Greg, Adam, Luke-Jr and Theymos are being exposed as miserable failures AXA-funded Blockstream CTO Greg Maxwell, CEO Adam Back, their drooling attack dog Luke-Jr and their censor Theymos (and all the idiot small-blockheads, trolls, and shills who swallow the propaganda and lies cooked up in the Dragons Den) are being exposed more and more every day as miserable failures. Greg, Adam, Luke-Jr and Theymos had the arrogance and the hubris to want to be "trusted" as "leaders". But Bitcoin is the world's first cryptocurrency - so it doesn't need trust, and it doesn't need leaders. It is decentralized and trustless. C++ devs should not be deciding Bitcoin's volume. The market should decide. It's not suprising that a guy like "One-Meg Greg" who adopts a nick like u/nullc (because he spends most of his life worrying about low-level details like how to avoid null pointer errors in C++ while the second-most-powerful fiat finance corporation in the world AXA is throwing tens of millions of dollars of fiat at his company to reward him for being a "useful idiot") has turned to be not very good at seeing the "big picture" of Bitcoin economics. So it also comes as no suprise that Greg Maxwell - who wanted to be the "leader" of Bitcoin - has turned out to be one of most harmful people in Bitcoin when it comes to things like growing a potentially multi-trillion-dollar market and economy. All the innovation and growth and discussion in cryptocurrencies is happening everywhere else - not at AXA-funded Blockstream and r\bitcoin (and the recently discovered Dragons Den, where they plan their destructive social engineering campaigns). Those are the censored centralized cesspools financed by central bankers and overrun by loser devs and the mindless trolls who follow them - and supported by inefficient miners who want to cripple Bitcoin with centrally planned blocksize (and dangerous "Anyone-Can-Spend" SegWit). Bitcoin is moving on to bigger blocks and much higher prices - leaving AXA-funded Blockstream's crippled censored centrally planned shit-coin in the dust Let them stagnate in their crippled shit-coin with its centrally planned, artificial, arbitrary 1MB 1.7MB blocksize, and SegWit's Anyone-Can-Spend hackkludge poison-pill. Bitcoin is moving on without these tyrants and liars and losers and sociopaths - and we're going to leave their crippled censored centrally planned shit-coin in the dust.
——
Problems to solve ::
[1] Arrange the lines of the records as a numbered list, from the line that contains "Reviewer note: verify one keypoint per instance of the pond." through the line that contains "(723, 1024)", inclusive. Leave out any blank lines.
[2] Pick up the post on Blockstream and Bitcoin's block size after its last sentence and continue it.

Given data ::
——
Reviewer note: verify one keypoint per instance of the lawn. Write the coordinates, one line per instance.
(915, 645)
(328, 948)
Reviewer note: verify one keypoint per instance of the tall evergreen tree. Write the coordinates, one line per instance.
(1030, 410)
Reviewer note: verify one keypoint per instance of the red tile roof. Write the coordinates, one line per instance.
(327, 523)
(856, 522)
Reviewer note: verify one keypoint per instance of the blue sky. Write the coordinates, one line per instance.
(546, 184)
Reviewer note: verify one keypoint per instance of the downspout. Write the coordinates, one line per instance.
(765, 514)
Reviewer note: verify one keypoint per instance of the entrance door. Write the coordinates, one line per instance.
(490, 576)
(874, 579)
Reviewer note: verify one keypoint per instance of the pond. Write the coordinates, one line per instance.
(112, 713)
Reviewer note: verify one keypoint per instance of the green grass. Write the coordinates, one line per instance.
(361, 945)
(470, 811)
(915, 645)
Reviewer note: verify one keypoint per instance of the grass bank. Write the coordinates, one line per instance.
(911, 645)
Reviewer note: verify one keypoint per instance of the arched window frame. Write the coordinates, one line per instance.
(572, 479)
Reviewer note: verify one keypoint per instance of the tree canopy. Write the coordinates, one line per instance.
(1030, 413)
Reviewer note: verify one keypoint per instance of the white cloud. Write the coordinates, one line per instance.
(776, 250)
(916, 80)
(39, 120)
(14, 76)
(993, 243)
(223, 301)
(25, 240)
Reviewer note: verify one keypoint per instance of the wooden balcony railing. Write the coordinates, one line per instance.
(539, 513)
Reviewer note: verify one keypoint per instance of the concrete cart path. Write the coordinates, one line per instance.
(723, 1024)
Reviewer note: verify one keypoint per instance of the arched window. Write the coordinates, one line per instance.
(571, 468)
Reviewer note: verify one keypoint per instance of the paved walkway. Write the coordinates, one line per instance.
——
Task results ::
[1]
1. Reviewer note: verify one keypoint per instance of the pond. Write the coordinates, one line per instance.
2. (112, 713)
3. Reviewer note: verify one keypoint per instance of the green grass. Write the coordinates, one line per instance.
4. (361, 945)
5. (470, 811)
6. (915, 645)
7. Reviewer note: verify one keypoint per instance of the grass bank. Write the coordinates, one line per instance.
8. (911, 645)
9. Reviewer note: verify one keypoint per instance of the arched window frame. Write the coordinates, one line per instance.
10. (572, 479)
11. Reviewer note: verify one keypoint per instance of the tree canopy. Write the coordinates, one line per instance.
12. (1030, 413)
13. Reviewer note: verify one keypoint per instance of the white cloud. Write the coordinates, one line per instance.
14. (776, 250)
15. (916, 80)
16. (39, 120)
17. (14, 76)
18. (993, 243)
19. (223, 301)
20. (25, 240)
21. Reviewer note: verify one keypoint per instance of the wooden balcony railing. Write the coordinates, one line per instance.
22. (539, 513)
23. Reviewer note: verify one keypoint per instance of the concrete cart path. Write the coordinates, one line per instance.
24. (723, 1024)

[2]
Core/Blockstream are now in the Kübler-Ross "Bargaining" phase - talking about "compromise". Sorry, but markets don't do "compromise". Markets do COMPETITION. Markets do winner-takes-all. The whitepaper doesn't talk about "compromise" - it says that 51% of the hashpower determines WHAT IS BITCOIN.
Core/Blockstream is living in a fantasy world. In the real world everyone knows (1) our hardware can support 4-8 MB (even with the Great Firewall), and (2) hard forks are cleaner than soft forks. Core/Blockstream refuses to offer either of these things. Other implementations (eg: BU) can offer both.
1 BTC = 64 000 USD would be > $1 trillion market cap - versus $7 trillion market cap for gold, and $82 trillion of "money" in the world. Could "pure" Bitcoin get there without SegWit, Lightning, or Bitcoin Unlimited? Metcalfe's Law suggests that 8MB blocks could support a price of 1 BTC = 64 000 USD
Bitcoin Original: Reinstate Satoshi's original 32MB max blocksize. If actual blocks grow 54% per year (and price grows 1.542 = 2.37x per year - Metcalfe's Law), then in 8 years we'd have 32MB blocks, 100 txns/sec, 1 BTC = 1 million USD - 100% on-chain P2P cash, without SegWit/Lightning or Unlimited
SegWit would make it HARDER FOR YOU TO PROVE YOU OWN YOUR BITCOINS. SegWit deletes the "chain of (cryptographic) signatures" - like MERS (Mortgage Electronic Registration Systems) deleted the "chain of (legal) title" for Mortgage-Backed Securities (MBS) in the foreclosure fraud / robo-signing fiasco
SegWit is a "clever innovation" brought to you by clueless / corrupt AXA-owned Blockstream devs;
MERS is a "clever innovation" brought to you by reckless / corrupt Wall Street bankers;
SegWit and MERS both work by simply deleting crucial "ownership data" for transactions.
Of course, the "experts" (on Wall Street, and at AXA-owned Blockstream) present MERS and SegWit as "innovations" - as a way to "optimize" and "streamline" vast chains of transactions reflecting ownership and transfer of valuable items (ie, real-estate mortgages, and bitcoins). But, unfortunately, the "brilliant bat-shit insane approach" devised by the "geniuses" behind MERS and SegWit to do this is to simply delete the data which proved ownership and transfer of these items - information which is essential for legal purposes (in the case of mortgages), or security purposes (in the case of bitcoins).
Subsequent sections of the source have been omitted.